RECORDS PROVIDED –
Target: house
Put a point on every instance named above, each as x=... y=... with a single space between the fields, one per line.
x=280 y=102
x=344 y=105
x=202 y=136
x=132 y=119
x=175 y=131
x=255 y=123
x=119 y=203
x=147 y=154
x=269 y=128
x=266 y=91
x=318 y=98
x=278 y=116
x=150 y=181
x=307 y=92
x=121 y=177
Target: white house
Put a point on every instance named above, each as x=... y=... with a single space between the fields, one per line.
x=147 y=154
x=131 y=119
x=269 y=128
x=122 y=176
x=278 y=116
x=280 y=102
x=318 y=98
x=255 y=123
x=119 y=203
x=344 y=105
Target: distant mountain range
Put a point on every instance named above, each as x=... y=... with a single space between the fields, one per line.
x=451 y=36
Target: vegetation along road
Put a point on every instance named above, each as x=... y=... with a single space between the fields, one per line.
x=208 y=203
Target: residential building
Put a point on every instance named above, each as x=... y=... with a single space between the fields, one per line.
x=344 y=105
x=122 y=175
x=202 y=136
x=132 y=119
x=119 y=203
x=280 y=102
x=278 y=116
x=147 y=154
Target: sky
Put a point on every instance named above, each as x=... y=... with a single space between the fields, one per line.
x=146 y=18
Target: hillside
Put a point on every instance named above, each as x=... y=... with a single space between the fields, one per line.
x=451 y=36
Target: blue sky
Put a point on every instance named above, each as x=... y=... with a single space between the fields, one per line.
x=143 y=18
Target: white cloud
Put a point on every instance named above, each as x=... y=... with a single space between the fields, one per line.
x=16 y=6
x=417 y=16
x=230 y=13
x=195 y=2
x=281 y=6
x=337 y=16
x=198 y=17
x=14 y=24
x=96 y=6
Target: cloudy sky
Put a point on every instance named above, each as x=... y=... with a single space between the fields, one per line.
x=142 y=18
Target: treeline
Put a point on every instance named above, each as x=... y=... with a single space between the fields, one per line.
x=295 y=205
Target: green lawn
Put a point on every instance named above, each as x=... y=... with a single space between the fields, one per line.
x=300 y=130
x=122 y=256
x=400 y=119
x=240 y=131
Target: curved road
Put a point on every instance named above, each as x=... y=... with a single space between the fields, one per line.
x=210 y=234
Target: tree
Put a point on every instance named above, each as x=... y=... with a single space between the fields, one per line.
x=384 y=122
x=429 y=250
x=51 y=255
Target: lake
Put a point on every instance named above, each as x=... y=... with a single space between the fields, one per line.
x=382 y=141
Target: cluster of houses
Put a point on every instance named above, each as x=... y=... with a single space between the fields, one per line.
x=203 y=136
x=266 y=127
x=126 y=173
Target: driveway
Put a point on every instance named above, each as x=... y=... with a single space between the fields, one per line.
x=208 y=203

TASK STATEMENT – Make an exact copy of the listing shown above.

RESULT BELOW –
Target: house
Put a point on every instance named above, each as x=... y=... with a single space between the fields, one per line.
x=280 y=102
x=344 y=105
x=202 y=136
x=132 y=119
x=175 y=131
x=255 y=123
x=119 y=203
x=147 y=154
x=269 y=128
x=266 y=91
x=318 y=98
x=278 y=116
x=150 y=181
x=307 y=92
x=121 y=177
Target: white house
Put a point on every instance named above, each as x=... y=... with a single space between the fields, one per line.
x=147 y=154
x=131 y=119
x=269 y=128
x=122 y=176
x=278 y=116
x=280 y=102
x=318 y=98
x=255 y=123
x=119 y=203
x=344 y=105
Target: distant mountain range
Put a point on every instance named above, each as x=... y=... with a single space between the fields, one per line.
x=451 y=36
Target: vegetation along road
Put a point on every instance named above, each as x=... y=... with a single space between the fields, one per line.
x=208 y=203
Target: residential building
Put a point on every instance named above, each as x=... y=... with a single space between the fields, one per line.
x=344 y=105
x=122 y=175
x=202 y=136
x=132 y=119
x=119 y=203
x=280 y=102
x=278 y=116
x=147 y=154
Target: sky
Put a point on every instance named above, each as x=... y=... with a single space between the fields, one per line.
x=146 y=18
Target: hillside
Put a point on every instance named above, each as x=... y=... with a single space between the fields, one per line.
x=451 y=36
Target: blue sky
Put a point on every instance named above, each as x=... y=... with a single space between the fields, one per line.
x=143 y=18
Target: white cloud
Put a point on every instance named above, each as x=... y=... with a single space between the fields, one per line.
x=16 y=6
x=417 y=16
x=230 y=13
x=195 y=2
x=281 y=6
x=337 y=16
x=198 y=17
x=14 y=24
x=96 y=6
Target: cloudy sky
Put a point on every instance named above, each as x=... y=... with a single space between the fields, one per line.
x=142 y=18
Target: treeline
Put a point on every instance named above, each as x=... y=... with a single space between the fields, one per line.
x=295 y=205
Target: green lawn
Put a point on every instance named above, each as x=... y=... with a single space between the fields, one per line.
x=300 y=130
x=122 y=256
x=400 y=119
x=240 y=131
Target: curved road
Put a point on every instance named above, each as x=... y=... with a single space between the fields, one per line.
x=210 y=234
Target: tree
Put a point on every instance named above, each as x=... y=... with a single space between the fields, one per line.
x=384 y=122
x=429 y=250
x=51 y=255
Target: lake
Put a point on every instance named above, each as x=... y=... with a single space between the fields, one per line.
x=382 y=141
Target: cluster of houses
Put a point on every instance named above, each as x=... y=... with a single space between the fields, one per line.
x=203 y=136
x=266 y=127
x=126 y=173
Target: driveway
Put a point on every instance named above, each as x=... y=... with a single space between the fields, one per line.
x=208 y=203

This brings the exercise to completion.